* Problem:
From the comment about Jet magazine below, list every quality it says was always at the cornerstone of what made Jet different and unique.

So you're right about print dying for quite sometime, but the web was more than just a symptom, it delivered the death blow.
I'm sure were there is a will the will be a way!
Good stuff Blackweb2.0
Andre Holmes
http://www.urbanthinking.net/
I have always known Jet as an information source more than anything else, something that I used to catch up on things that was not being covered by other media outlets. Aside from its content and target audience, newsworthiness, timeliness, and frequency were always at the cornerstone of what made Jet different and unique.
The question I was looking to raise it now that much of what Jet offered is available on the internet on demand, is it even relevant in its weekly form? I don't think things like the cost of mailing has nearly has much to do with the publications difficulties as the internet does. Even if mailing cost half of what it was now, how does that make a weekly version of Jet more relevant to the reader who not only can get information for free online, but more importantly, nearly as fast as it happens?
Think about it. It's the print sources that depend upon frequency and being the first to deliver news with no true differentiation in terms of content that has suffered the most. It has been the tabloid magazines and the newspapers that have have gone down first for that reason.
I don't know any other way to say that oftentimes what I read in Jet is old news by the time I see it. I'm not sure how its a viable business offline as a weekly magazine. And the information delivered does not seem to be altogether different than what's available on other websites. Jet can counter this by reducing the delivery time of content down to a day (which would require the internet) or delivering much more focused content to a more specific audience, which would in turn still reduce its circulation numbers anyway, so you are back at square one.

* Provided data:
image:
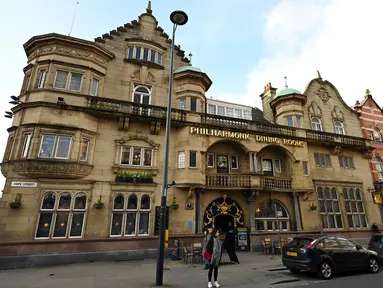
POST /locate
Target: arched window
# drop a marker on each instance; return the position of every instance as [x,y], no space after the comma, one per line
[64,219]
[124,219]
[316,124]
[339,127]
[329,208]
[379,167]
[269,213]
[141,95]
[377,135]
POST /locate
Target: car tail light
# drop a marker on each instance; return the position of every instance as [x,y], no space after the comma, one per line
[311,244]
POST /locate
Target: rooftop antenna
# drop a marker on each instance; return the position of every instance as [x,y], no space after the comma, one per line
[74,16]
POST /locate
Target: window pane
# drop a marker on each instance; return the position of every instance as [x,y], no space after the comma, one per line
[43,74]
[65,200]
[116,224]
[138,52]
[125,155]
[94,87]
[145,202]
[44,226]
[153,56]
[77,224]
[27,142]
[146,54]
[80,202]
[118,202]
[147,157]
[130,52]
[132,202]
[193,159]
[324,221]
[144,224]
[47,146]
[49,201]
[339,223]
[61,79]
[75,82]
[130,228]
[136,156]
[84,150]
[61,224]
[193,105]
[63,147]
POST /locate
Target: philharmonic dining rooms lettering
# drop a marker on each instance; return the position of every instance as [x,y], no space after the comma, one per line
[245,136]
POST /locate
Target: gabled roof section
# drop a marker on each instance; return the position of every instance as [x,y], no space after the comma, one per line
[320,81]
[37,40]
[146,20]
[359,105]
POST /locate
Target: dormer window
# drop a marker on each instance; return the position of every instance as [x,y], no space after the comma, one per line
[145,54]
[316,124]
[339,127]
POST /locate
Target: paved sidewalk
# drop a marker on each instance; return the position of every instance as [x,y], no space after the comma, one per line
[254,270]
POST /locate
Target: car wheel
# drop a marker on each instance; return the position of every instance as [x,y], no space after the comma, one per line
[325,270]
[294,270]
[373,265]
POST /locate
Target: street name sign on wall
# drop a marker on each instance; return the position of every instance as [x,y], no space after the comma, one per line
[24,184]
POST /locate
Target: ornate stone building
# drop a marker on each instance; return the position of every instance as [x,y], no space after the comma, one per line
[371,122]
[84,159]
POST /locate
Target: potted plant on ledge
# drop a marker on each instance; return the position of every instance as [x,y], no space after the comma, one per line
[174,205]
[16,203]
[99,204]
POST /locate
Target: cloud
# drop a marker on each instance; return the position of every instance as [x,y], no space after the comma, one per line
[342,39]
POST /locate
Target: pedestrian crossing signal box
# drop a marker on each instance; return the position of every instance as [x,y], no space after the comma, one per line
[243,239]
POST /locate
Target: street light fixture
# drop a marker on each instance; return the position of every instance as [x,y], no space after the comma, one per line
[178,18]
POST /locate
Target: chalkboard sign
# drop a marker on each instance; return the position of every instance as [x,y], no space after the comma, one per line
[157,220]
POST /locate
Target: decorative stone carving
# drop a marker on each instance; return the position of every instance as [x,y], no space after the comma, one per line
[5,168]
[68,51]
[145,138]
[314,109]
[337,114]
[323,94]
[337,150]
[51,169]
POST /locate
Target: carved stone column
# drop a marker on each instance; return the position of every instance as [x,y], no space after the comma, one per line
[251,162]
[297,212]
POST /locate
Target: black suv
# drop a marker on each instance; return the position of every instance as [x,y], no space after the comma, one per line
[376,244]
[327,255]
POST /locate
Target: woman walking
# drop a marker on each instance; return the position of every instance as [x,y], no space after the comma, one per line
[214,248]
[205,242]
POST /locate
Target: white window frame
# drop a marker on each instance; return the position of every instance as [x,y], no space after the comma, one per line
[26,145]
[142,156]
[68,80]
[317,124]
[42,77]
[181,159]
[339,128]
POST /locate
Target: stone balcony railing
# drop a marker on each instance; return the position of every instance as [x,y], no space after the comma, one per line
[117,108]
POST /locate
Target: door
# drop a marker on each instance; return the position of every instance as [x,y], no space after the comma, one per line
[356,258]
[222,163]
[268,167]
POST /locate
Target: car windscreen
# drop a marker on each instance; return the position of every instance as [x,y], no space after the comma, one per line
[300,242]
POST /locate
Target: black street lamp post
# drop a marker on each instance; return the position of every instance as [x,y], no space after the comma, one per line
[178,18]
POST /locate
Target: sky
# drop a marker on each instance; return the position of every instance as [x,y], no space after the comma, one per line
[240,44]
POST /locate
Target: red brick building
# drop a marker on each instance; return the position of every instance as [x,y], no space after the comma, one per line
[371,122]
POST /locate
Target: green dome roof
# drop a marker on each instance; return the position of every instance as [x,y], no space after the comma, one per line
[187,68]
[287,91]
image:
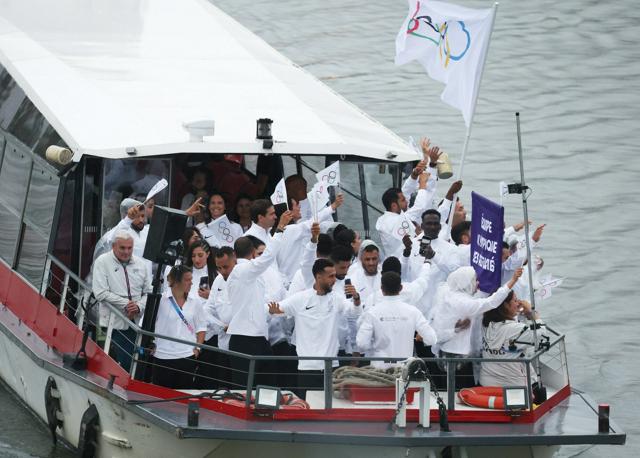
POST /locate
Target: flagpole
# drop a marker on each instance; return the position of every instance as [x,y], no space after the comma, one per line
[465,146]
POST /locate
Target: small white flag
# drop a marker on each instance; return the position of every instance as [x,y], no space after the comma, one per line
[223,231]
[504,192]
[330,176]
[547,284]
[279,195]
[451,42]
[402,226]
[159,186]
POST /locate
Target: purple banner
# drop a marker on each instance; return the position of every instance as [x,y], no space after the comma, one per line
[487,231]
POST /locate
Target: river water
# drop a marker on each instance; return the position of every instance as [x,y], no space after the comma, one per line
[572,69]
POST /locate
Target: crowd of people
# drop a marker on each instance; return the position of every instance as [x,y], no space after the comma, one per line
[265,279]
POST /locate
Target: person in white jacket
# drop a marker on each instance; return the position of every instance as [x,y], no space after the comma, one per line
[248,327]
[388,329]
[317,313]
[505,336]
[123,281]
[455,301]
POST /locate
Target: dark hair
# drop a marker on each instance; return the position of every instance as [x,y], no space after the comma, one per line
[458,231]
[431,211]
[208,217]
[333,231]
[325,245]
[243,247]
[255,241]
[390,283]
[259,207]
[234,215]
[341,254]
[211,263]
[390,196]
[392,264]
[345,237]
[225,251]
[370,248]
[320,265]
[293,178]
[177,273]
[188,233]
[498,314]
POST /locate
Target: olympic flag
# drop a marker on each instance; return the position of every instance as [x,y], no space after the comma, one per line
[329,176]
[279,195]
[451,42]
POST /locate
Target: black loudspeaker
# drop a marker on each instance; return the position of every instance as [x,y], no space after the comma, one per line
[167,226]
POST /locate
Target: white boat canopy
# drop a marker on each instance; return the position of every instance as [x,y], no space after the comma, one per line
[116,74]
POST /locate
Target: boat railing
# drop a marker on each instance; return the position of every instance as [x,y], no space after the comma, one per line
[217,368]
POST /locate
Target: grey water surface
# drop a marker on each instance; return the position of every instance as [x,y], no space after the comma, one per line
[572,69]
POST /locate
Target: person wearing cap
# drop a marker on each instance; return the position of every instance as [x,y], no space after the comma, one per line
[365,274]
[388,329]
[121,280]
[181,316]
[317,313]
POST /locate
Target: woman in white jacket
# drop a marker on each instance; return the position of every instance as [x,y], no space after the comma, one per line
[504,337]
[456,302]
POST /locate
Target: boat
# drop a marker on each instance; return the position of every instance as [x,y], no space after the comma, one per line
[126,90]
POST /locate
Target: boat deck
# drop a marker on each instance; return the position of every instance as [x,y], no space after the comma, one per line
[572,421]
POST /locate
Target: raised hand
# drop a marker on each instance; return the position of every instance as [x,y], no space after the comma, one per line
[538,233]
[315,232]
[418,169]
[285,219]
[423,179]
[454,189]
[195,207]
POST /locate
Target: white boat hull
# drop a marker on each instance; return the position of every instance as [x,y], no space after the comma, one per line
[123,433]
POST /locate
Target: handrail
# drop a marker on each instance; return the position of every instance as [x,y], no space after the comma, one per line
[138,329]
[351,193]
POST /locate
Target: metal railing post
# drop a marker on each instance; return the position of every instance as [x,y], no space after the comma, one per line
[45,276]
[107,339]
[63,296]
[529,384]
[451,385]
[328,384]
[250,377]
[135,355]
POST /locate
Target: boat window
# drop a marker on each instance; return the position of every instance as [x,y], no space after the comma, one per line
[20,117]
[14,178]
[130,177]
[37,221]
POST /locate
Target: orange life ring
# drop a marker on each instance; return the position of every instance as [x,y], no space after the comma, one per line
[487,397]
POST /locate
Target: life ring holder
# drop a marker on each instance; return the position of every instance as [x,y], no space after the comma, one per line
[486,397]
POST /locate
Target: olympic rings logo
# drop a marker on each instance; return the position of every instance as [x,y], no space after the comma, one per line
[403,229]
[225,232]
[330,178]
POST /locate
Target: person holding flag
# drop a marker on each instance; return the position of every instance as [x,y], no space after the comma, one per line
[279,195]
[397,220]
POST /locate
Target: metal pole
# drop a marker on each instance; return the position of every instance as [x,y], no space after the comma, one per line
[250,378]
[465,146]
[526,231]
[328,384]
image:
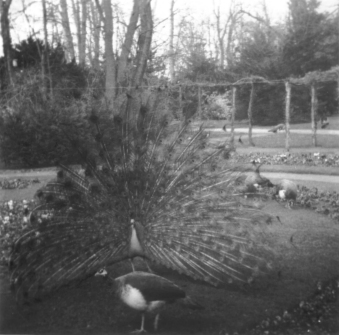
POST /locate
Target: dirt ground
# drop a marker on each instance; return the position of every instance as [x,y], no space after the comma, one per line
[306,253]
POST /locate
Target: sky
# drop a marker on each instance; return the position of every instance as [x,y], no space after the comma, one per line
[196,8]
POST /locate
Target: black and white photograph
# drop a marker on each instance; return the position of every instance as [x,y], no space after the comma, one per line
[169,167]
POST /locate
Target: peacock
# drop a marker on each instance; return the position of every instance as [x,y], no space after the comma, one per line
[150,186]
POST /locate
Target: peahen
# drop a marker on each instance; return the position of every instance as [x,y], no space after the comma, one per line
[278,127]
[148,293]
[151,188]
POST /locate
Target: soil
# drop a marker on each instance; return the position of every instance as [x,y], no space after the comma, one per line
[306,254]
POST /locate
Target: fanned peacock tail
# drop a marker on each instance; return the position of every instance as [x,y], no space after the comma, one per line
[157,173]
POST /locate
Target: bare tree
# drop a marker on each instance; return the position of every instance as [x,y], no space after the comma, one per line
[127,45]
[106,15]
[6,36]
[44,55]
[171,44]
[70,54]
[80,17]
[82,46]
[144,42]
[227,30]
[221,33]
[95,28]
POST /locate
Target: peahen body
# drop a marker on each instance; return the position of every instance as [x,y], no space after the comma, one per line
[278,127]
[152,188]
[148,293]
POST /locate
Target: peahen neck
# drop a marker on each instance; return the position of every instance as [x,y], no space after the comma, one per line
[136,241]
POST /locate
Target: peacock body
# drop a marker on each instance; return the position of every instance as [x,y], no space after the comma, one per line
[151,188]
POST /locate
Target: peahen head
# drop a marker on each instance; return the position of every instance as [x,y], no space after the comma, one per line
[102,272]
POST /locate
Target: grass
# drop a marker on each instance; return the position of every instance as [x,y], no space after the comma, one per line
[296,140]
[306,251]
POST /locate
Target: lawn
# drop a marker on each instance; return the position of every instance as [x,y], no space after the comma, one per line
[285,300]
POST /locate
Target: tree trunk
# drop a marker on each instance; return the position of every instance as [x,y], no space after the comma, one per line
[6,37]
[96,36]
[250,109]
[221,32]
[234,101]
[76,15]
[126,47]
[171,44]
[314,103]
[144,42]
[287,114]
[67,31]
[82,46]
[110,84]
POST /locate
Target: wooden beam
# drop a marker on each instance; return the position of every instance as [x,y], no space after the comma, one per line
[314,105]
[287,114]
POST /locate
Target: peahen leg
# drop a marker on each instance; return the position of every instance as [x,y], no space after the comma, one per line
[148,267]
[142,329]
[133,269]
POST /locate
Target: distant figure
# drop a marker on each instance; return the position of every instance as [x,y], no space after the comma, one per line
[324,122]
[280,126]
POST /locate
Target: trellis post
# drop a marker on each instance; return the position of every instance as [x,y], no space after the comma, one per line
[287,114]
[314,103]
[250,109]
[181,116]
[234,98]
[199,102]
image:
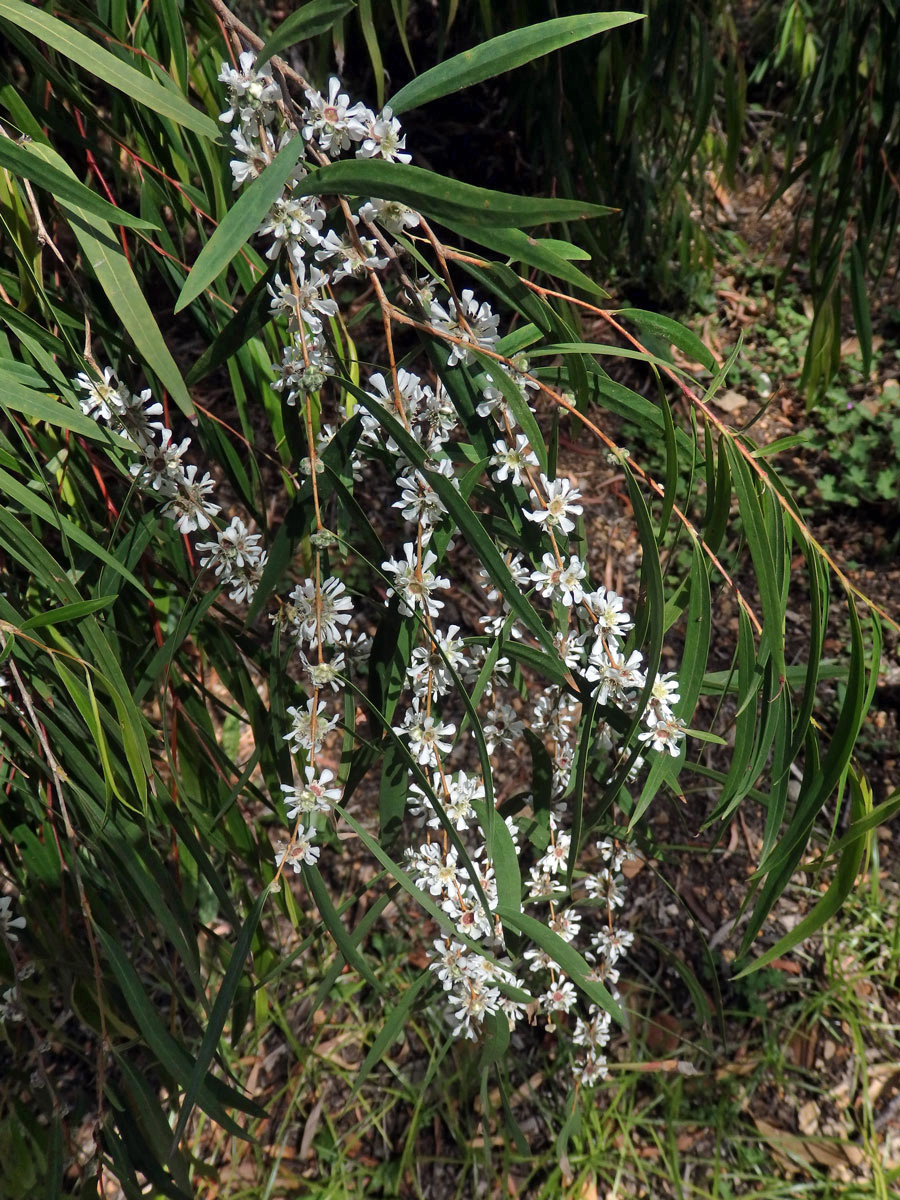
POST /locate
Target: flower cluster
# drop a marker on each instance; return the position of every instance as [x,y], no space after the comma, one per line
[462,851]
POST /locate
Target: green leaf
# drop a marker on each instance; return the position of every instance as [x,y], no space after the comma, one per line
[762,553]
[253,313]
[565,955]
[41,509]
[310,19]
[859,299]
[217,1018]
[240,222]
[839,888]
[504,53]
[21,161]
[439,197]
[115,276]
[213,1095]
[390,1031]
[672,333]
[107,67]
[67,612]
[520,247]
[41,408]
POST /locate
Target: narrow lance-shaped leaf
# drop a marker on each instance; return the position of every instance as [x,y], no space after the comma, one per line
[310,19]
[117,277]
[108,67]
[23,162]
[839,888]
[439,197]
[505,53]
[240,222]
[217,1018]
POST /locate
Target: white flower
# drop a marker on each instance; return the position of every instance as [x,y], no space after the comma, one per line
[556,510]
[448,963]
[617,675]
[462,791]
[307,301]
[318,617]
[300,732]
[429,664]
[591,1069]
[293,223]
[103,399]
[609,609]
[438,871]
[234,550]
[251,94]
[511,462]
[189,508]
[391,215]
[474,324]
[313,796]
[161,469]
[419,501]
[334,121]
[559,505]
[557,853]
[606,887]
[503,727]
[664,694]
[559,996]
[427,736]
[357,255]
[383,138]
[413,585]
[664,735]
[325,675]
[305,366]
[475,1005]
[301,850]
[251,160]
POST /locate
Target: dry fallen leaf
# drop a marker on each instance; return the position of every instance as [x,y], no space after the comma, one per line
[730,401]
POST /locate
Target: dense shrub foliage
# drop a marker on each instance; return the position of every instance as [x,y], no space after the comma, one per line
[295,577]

* Task answer:
Newsworthiness, timeliness, frequency